--- Start ---

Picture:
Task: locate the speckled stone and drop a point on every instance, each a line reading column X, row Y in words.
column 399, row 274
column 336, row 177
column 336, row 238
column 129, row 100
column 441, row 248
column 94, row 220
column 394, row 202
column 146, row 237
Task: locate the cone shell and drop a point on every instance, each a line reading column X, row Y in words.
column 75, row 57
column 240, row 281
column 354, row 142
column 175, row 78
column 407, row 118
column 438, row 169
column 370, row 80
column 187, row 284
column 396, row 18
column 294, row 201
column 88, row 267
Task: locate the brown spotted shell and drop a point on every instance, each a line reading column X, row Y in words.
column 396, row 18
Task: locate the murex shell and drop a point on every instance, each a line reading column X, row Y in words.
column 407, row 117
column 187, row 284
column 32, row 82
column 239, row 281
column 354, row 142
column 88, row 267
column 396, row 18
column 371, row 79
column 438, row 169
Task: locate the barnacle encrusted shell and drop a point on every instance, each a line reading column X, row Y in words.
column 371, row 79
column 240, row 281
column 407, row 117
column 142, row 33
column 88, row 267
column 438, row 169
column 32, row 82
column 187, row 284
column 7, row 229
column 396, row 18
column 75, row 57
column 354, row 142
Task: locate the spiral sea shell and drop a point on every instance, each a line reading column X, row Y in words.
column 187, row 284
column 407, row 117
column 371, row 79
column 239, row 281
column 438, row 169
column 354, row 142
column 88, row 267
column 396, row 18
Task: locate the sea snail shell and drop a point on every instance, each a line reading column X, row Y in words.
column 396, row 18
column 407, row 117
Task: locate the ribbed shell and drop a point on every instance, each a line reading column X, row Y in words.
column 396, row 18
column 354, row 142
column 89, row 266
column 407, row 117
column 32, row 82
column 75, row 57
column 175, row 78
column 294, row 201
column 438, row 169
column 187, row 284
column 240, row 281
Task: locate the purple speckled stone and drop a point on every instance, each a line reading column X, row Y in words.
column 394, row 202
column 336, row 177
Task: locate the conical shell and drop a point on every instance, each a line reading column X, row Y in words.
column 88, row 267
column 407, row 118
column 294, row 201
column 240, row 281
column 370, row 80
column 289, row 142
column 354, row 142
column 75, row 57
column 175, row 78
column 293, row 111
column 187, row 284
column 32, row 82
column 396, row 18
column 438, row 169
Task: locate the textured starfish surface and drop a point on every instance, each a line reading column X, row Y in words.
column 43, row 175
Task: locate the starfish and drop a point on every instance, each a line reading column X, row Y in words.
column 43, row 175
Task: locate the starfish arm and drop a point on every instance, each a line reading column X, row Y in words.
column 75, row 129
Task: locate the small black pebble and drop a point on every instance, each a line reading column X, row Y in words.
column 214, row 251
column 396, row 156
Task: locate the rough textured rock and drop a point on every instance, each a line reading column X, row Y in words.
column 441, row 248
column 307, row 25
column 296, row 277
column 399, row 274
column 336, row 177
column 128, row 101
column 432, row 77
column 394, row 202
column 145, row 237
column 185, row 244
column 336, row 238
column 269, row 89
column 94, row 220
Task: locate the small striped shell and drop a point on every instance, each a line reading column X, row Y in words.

--- End ---

Given task:
Your output consists solely of the lines from the one with "Task: locate the purple" through the last line, copied exactly.

Reply:
Task: locate the purple speckled stone and drop a point on every instance, each a line reading column X, row Y in words.
column 394, row 202
column 336, row 177
Task: locate the conical shell and drop a point on every instance, each a line reading column X, row Y in words.
column 88, row 267
column 407, row 118
column 294, row 201
column 240, row 281
column 370, row 80
column 289, row 142
column 354, row 142
column 75, row 57
column 175, row 78
column 293, row 111
column 187, row 284
column 32, row 82
column 396, row 18
column 438, row 169
Task: locate the textured starfish surface and drop a point on every instance, each a line reading column X, row Y in words.
column 43, row 175
Task: locate the starfish and drop a point on every instance, each a line reading column X, row Y in words.
column 43, row 175
Task: locate the starfish arm and drop a point on every instance, each a line reading column X, row Y in words.
column 75, row 129
Task: locate the small black pebble and drop a point on every instance, each a line reading column X, row Y in words.
column 214, row 251
column 396, row 156
Task: locate the rough textured rock and drop a point on every instance, each a line reading column X, row Y in words.
column 441, row 248
column 307, row 25
column 296, row 277
column 399, row 274
column 336, row 177
column 128, row 101
column 432, row 77
column 394, row 202
column 145, row 237
column 185, row 244
column 336, row 238
column 269, row 89
column 94, row 220
Task: locate the small striped shell and drop a point on every instance, each a line reading column X, row Y in words.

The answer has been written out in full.